Do this
Your task is to transcribe the records exactly, skipping every image.

Entries from a pointing dataset
____________________

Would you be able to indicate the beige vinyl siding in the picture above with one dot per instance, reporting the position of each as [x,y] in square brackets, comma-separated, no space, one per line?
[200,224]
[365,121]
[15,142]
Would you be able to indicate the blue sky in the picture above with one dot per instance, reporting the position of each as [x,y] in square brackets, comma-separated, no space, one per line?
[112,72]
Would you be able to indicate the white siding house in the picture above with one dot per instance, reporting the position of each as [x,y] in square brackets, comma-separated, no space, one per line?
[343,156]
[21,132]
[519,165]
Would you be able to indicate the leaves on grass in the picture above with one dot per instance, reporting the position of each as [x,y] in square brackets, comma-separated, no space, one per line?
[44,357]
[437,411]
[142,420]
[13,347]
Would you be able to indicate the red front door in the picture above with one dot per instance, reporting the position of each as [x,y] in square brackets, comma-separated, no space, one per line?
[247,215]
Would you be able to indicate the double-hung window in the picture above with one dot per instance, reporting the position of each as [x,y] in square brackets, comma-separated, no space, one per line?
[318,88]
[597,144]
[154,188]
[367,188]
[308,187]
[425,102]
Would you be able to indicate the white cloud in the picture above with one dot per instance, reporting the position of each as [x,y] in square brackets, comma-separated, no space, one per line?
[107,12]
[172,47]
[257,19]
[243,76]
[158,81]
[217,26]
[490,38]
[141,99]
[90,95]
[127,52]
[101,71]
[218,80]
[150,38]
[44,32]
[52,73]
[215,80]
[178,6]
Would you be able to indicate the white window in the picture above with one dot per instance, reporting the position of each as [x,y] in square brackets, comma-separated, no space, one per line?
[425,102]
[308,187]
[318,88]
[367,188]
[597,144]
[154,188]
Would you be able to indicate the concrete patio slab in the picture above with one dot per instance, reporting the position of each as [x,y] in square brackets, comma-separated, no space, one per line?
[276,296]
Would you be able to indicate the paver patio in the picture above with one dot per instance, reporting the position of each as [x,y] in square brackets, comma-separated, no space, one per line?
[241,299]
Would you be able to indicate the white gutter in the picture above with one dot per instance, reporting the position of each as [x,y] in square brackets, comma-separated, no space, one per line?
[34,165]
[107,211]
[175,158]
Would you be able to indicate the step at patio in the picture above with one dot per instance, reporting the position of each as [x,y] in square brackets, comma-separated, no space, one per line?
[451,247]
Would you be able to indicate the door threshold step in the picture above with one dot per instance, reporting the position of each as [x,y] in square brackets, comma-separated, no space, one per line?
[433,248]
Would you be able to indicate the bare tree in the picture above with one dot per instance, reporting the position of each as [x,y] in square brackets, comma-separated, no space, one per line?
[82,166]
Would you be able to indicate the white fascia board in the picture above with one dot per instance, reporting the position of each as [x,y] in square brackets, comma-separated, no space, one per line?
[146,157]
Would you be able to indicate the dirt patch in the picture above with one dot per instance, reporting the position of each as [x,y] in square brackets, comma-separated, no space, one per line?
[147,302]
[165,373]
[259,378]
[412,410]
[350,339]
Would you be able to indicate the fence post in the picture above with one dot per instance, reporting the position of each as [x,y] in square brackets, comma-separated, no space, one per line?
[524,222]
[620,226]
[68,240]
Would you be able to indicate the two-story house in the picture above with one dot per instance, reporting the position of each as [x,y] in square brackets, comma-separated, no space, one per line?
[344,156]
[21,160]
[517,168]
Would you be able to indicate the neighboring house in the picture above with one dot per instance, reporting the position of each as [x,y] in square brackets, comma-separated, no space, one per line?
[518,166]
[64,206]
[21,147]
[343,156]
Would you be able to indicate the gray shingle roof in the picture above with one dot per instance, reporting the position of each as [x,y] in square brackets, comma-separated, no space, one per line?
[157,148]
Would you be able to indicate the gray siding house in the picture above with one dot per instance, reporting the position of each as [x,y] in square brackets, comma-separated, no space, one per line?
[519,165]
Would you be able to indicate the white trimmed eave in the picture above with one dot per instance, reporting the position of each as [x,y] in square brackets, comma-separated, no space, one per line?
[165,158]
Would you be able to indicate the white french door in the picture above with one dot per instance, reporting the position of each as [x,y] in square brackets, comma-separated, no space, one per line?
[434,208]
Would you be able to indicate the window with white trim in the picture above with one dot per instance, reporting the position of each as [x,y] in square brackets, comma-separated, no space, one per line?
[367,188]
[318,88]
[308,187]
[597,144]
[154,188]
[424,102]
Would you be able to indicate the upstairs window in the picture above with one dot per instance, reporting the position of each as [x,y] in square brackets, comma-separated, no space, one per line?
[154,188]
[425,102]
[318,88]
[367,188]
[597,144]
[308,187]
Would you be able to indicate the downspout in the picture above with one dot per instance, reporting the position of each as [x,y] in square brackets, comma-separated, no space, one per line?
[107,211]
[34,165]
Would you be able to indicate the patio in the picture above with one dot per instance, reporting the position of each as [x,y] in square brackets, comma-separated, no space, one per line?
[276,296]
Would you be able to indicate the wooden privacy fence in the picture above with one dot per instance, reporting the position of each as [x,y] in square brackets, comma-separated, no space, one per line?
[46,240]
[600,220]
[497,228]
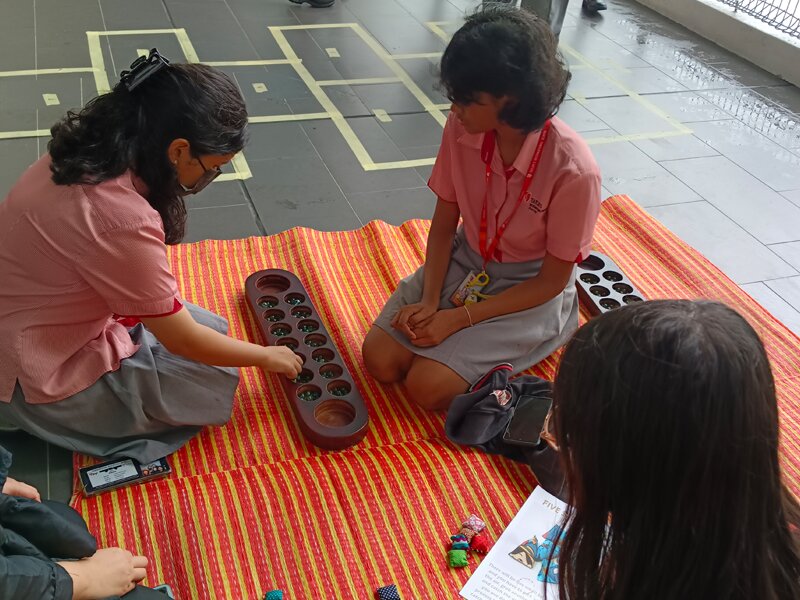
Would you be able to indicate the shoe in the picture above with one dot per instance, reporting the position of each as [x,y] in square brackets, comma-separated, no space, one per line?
[594,6]
[315,3]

____________________

Task result
Would you be able to indicate the beige vinyl siding in the picture above with one dot per instance, reporting the position of each as [x,y] in square brackets, comma-separated, no space, one per line?
[200,224]
[365,121]
[15,142]
Would you be able to indicate the blue sky in the picture above with one dot per instance, reporting the position of each as [x,y] in square brackets, comma-separated, no space, one per line?
[112,72]
Would you be able to indicate the white siding house in the picture above with one dot per instance, reporting the position of each as [x,y] in square brackets, comma-separated, no space, one per line?
[343,156]
[21,132]
[519,165]
Would you be able to indicate the leaves on grass in the picture above with one dot per instance, reporting the position of each as [x,y] in square brackets, comma-separated, no space, one per line?
[44,357]
[437,411]
[142,420]
[13,347]
Would you be able to indicate the red front door in the picture above with one dot per instance, reporting the position of each as [x,y] in square brackets, comma-separated, no space, one per line?
[247,215]
Would you be able to indicate the double-hung window in the picture above with one dot per instance, reporting the position of each as [x,y] in square brackets, comma-separated, no space, one per line?
[318,88]
[597,144]
[154,188]
[367,188]
[308,187]
[425,102]
Would you be able to indicate the white cloud in the picture above with one dot per instance, reporting the position of each as [x,y] in square brackets, comma-separated, no space, one per line?
[107,12]
[172,47]
[257,19]
[243,76]
[158,81]
[217,26]
[490,38]
[141,99]
[90,95]
[127,52]
[101,71]
[218,80]
[150,38]
[44,32]
[52,73]
[215,80]
[178,6]
Would you be able to indicate the white window in the picture above with one dot per instance, reporting the position of each as [x,y] in square brackets, comma-separated, no space, one per line?
[425,102]
[308,187]
[318,88]
[367,188]
[597,144]
[154,188]
Would you be able to indicate the concrete patio slab in the picture above with one dot per instance, reporting the position of each as [x,y] in square brackets, comma-separated, no space, one per line?
[276,296]
Would you be able to indicate the paver patio in the picture above with one dot per instance, reporting the position of each as [x,y] in square brackets, comma-separated, no space, one per line?
[241,299]
Would you be able to indicate the white gutter in the picture above with one dot per instance, reporting the position of each as [x,y] in square brackets, comma-separated, no space, one per line?
[34,165]
[107,211]
[175,158]
Would you be able to indicate the step at patio in the picture above with one dot per instance, reporting the position of each as [x,y] in square brackets, comma-separated, no space, one per line?
[451,247]
Would you be able to indicate the door threshold step in the picture above with one dot per instance, reporting the position of each as [x,y] in square brackets, comma-separated, no space, one per line?
[433,248]
Would you be able to indicate the bare tree in the picture above with one dot per instance, reporting the position of each as [x,y] in square brackets, comma-separated, no space, one per line?
[82,166]
Would you be able to indicate the white fascia board in the picture above with one dot per instance, reporting the position of each as [x,y] in square brackets, comma-separated, no space, one per line?
[146,157]
Would you be able to indicate the dirt patch in the picture above with one dot per instance, reporting the position of each as [x,y] in square brackets, comma-separated, no space, one per line?
[147,302]
[165,373]
[259,378]
[412,410]
[350,339]
Would you be able to indicate the fence post in the picture above with one dot per instance, reporting the position of each as [x,y] in square brackets, comma-separated, no space, one per line?
[524,222]
[620,226]
[68,240]
Would you be able to indicate the two-story house in the picture above with one dot per instance, reporting the position of each as [x,y] in square brackets, comma-separated, no space, one per line?
[344,156]
[21,160]
[517,168]
Would you be able to indicate the neighboring house in the picture above with one dot per instance, reporting the position of each as [x,y] in square brackets, comma-separated, no space, one per line?
[518,166]
[64,206]
[21,147]
[343,156]
Would you be able to indicate the gray shingle roof in the picture above with one dot per instance, reporting the position of each as [x,y] in square brackets, comma-separated, no space, one per line?
[157,148]
Would you be able to indicate the gray siding house in the picture above with one dot per instance, reporting the position of each as [x,y] in square brackets, comma-separated, no space, one per line?
[519,165]
Would you be able to indicate the white trimmed eave in the picture above with one dot per instance, reporting the position of each as [x,y] in square brackets, comma-separated, no space, one per line?
[165,158]
Would you be able to indicate the white french door in the picture above with one dot per instance, reporting the position of each as [x,y] in square brackets, comma-separated, no space, one per line?
[434,208]
Would you be able to indicate the window with white trim in the picture above with one dot per instance, reporting the position of each as [x,y] in square brackets, comma-separated, no space, one per line?
[367,188]
[318,88]
[308,187]
[597,144]
[154,188]
[424,102]
Would you be able to indicate the upstairs window in the picture above with one dot per instance, reporting the position of each as [x,y] in square brackets, comma-separated, no space, one per line?
[154,188]
[425,102]
[318,88]
[367,188]
[597,144]
[308,187]
Would you be able to indicate the downspout in the picture above with one dot per instance, reporting the position of each as [x,y] in square brackets, comma-separated, no space, one per line?
[107,211]
[34,165]
Would you be able to indicate the patio in the picture above with one dot per instance, reporting the position of each as [x,y] in square brackets, comma-separated, no space, one per line?
[276,296]
Would you be able to indicate the wooden privacy fence in the picture above with one dot per instance, reporting the position of each as [x,y] in square brackets, comma-separated, no space, one per line?
[46,240]
[600,220]
[497,228]
Would you be able to indicate the shoe in the picture above with one dot per instance, reporting the position of each as [x,y] in square brackets, comma-separated, no space, one per line?
[594,6]
[315,3]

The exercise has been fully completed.